Data excerpts:
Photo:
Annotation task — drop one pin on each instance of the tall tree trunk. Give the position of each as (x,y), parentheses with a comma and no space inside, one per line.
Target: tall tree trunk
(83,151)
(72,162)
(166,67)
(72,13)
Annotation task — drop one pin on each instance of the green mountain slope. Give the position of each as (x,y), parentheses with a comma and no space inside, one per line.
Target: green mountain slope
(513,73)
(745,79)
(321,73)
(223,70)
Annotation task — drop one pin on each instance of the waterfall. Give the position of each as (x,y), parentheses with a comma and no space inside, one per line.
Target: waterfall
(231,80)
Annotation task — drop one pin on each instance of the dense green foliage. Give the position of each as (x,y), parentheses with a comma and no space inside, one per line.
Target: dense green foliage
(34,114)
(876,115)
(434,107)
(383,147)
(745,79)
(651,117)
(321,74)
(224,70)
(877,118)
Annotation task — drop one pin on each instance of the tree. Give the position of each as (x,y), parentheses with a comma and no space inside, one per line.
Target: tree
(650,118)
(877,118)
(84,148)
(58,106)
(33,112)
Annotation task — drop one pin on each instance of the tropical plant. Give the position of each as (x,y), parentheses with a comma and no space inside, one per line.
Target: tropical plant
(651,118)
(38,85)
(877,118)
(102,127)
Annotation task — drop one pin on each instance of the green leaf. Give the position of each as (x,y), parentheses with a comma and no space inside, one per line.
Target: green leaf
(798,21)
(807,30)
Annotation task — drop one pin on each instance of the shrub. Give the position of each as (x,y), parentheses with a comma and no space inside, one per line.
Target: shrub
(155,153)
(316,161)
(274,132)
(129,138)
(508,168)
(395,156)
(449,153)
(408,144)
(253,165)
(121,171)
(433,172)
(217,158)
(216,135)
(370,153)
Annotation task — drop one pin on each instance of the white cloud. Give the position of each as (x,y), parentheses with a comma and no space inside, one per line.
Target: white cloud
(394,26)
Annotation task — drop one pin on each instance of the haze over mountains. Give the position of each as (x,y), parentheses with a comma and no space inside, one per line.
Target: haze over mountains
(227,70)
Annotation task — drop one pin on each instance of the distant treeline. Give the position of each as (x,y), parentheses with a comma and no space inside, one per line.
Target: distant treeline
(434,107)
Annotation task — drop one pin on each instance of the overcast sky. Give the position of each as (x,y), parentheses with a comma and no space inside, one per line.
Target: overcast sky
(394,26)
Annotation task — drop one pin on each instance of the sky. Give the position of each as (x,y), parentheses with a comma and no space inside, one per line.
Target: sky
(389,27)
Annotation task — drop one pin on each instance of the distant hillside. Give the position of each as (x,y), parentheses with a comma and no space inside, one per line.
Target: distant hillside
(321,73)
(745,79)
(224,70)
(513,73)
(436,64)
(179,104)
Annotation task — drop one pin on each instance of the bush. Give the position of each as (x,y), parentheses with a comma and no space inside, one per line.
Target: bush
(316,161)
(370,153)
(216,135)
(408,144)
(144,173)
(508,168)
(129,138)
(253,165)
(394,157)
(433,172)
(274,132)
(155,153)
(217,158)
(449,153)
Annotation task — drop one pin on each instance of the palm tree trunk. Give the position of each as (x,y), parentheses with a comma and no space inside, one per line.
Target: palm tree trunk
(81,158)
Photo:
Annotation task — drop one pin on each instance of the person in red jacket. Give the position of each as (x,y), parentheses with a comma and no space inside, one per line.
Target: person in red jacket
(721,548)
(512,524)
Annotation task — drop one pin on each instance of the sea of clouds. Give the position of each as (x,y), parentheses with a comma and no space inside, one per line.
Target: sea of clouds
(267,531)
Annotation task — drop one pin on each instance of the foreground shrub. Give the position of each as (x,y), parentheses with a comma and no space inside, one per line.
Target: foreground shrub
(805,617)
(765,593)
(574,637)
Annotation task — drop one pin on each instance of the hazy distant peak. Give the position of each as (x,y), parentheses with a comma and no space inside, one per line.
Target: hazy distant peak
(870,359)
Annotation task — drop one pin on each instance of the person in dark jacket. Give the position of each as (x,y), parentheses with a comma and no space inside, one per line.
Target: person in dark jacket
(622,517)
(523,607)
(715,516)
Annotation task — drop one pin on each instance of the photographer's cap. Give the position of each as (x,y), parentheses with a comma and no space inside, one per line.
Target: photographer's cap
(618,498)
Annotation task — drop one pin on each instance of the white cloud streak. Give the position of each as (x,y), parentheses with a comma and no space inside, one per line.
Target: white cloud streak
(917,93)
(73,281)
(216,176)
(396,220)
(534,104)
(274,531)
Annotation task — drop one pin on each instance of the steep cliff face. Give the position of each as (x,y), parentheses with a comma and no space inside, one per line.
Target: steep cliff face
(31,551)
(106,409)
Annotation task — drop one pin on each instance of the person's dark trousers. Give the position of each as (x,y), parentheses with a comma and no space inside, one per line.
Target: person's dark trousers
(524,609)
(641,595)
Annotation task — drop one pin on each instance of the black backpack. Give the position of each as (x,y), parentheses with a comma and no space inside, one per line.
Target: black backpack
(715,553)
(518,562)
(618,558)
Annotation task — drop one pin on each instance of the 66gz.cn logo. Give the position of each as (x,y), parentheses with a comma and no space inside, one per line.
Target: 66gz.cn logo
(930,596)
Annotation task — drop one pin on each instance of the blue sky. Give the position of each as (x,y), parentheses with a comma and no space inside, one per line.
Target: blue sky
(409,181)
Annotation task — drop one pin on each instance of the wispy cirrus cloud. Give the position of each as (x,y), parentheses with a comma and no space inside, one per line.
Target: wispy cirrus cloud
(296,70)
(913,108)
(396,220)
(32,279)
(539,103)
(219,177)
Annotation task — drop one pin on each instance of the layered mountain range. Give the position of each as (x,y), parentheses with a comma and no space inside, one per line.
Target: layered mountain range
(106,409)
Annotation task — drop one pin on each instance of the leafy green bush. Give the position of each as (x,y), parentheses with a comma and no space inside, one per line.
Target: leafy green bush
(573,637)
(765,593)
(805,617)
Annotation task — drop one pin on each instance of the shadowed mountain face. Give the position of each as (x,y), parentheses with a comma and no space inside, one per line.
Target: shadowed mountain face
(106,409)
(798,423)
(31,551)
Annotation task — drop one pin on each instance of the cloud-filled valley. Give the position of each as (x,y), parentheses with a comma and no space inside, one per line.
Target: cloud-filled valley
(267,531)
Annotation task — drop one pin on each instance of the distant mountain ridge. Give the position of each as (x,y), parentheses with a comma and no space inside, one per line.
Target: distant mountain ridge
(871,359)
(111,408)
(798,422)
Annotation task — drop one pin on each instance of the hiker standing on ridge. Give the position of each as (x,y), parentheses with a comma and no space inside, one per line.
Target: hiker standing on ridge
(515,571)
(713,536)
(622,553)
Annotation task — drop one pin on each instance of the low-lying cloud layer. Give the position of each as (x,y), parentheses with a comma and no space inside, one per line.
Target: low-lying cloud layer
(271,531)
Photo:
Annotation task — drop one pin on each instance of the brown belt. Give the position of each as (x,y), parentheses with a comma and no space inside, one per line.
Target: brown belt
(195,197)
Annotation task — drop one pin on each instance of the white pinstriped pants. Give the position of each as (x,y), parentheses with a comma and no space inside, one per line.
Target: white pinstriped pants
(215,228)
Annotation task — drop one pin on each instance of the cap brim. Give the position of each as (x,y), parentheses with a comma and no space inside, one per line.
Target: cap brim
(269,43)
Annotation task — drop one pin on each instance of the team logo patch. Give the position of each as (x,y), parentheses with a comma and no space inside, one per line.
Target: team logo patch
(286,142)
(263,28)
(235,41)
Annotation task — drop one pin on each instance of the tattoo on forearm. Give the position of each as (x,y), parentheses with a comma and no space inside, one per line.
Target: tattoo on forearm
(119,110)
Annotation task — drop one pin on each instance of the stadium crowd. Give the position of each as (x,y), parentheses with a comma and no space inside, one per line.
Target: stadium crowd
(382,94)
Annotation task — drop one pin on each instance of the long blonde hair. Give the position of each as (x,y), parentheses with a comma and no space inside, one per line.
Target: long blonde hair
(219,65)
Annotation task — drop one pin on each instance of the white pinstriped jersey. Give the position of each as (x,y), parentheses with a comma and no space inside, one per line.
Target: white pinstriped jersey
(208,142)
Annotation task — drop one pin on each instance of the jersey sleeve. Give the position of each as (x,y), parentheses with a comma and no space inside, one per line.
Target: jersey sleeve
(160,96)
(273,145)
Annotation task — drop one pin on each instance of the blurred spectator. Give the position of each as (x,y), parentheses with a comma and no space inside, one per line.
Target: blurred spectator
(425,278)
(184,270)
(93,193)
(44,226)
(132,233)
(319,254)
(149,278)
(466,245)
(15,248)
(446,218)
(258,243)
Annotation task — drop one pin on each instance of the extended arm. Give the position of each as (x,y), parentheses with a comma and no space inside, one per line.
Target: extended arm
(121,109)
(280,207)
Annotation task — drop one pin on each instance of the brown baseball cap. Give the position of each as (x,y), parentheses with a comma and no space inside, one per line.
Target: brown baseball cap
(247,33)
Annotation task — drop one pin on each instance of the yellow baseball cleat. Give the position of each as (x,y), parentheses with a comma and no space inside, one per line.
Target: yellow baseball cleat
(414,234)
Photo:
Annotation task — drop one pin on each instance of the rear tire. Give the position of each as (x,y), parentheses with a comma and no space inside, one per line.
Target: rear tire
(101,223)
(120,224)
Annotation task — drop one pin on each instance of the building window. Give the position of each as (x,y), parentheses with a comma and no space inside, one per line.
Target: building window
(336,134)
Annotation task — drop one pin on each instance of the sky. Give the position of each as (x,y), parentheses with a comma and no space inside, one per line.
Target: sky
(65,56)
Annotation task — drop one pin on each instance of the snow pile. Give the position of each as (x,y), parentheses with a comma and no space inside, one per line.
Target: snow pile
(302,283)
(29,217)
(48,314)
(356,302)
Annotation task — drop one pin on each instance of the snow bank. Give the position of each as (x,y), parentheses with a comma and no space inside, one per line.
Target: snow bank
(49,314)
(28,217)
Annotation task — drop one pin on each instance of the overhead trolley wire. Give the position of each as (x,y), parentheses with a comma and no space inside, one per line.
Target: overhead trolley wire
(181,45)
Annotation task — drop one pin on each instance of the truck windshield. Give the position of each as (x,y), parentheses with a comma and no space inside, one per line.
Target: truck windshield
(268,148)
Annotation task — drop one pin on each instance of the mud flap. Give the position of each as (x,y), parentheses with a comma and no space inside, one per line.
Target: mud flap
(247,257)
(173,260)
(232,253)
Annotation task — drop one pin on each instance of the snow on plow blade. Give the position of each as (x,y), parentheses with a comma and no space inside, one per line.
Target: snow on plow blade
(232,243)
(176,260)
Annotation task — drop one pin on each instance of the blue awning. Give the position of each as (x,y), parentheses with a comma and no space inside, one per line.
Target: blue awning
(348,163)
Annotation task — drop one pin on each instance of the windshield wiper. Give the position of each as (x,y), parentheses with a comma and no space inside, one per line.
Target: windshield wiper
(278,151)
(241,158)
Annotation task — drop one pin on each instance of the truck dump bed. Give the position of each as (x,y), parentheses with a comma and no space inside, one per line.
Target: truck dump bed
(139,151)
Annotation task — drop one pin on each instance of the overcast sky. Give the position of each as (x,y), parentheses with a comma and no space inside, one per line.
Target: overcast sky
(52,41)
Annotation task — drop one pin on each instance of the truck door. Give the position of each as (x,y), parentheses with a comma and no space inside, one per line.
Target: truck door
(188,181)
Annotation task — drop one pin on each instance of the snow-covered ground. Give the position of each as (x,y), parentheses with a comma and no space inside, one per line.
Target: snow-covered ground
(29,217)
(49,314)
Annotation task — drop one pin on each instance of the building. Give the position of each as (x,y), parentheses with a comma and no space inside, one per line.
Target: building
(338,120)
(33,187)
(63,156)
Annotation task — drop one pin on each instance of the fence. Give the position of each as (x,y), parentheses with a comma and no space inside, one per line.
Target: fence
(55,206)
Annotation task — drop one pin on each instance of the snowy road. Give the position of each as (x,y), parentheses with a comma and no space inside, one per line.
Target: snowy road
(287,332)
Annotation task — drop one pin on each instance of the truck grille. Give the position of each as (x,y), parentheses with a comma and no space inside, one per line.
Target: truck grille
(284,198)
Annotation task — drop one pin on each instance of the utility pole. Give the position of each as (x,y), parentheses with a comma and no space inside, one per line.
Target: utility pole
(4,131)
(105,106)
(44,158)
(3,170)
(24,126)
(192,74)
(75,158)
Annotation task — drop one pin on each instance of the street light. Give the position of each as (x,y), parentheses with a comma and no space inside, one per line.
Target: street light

What you should do: Check each line of the entries above for the string "street", and return those that contain it.

Output below:
Annotation task — drop one pin on each instance of the street light. Give the position of each as (x,y), parentheses with a comma and no space inside, one per line.
Target: street light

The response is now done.